=== What is being asked ===
Go through the entries below, count every line with the string "tree", and answer with only that number.
______
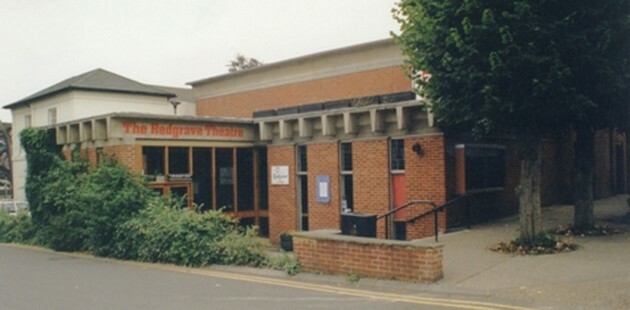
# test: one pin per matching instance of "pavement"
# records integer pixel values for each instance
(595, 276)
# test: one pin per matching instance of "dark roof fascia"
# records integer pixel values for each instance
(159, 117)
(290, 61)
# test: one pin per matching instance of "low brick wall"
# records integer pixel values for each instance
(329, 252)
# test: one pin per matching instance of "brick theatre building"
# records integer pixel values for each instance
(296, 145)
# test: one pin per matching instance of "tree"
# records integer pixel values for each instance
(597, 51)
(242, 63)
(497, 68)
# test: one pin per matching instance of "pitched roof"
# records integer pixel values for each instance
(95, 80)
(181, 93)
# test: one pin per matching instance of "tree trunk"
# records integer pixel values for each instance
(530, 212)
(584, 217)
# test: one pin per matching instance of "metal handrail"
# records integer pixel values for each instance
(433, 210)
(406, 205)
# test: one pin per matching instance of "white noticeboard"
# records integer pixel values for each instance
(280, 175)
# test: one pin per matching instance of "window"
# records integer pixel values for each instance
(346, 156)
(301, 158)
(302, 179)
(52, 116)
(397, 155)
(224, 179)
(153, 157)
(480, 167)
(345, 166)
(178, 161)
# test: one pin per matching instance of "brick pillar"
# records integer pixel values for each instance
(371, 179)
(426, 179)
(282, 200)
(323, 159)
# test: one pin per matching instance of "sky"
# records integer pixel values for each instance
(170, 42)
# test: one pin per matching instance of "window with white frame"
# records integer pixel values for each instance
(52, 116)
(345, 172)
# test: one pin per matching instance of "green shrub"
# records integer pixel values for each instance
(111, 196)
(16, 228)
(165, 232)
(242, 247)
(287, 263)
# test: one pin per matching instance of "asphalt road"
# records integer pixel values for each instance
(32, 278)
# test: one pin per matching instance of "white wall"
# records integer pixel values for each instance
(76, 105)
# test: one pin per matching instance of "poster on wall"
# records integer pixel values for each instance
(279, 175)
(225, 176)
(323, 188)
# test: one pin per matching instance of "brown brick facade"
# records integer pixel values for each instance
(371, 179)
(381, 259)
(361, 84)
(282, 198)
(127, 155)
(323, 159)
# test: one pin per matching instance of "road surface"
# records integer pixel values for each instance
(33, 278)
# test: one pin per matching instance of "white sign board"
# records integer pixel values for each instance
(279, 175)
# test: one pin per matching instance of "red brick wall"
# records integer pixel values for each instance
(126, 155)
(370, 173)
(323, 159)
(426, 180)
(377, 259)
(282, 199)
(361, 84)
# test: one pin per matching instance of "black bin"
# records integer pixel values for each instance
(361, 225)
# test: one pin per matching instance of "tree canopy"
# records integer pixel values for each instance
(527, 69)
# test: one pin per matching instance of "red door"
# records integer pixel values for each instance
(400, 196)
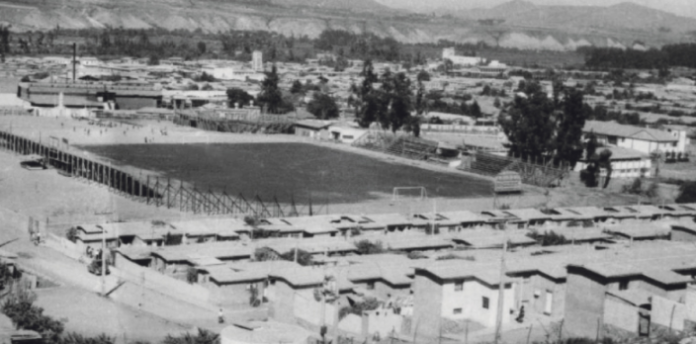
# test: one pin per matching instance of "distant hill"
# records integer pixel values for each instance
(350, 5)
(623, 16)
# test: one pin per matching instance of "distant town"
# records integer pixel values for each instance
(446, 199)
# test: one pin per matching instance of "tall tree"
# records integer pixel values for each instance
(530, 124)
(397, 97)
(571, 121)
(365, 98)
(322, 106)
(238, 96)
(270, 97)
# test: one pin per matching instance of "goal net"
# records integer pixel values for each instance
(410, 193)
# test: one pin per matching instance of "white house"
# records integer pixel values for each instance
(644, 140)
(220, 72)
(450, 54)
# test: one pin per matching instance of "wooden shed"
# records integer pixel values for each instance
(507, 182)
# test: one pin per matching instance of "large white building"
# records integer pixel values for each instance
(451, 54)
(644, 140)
______
=== Response to this task ===
4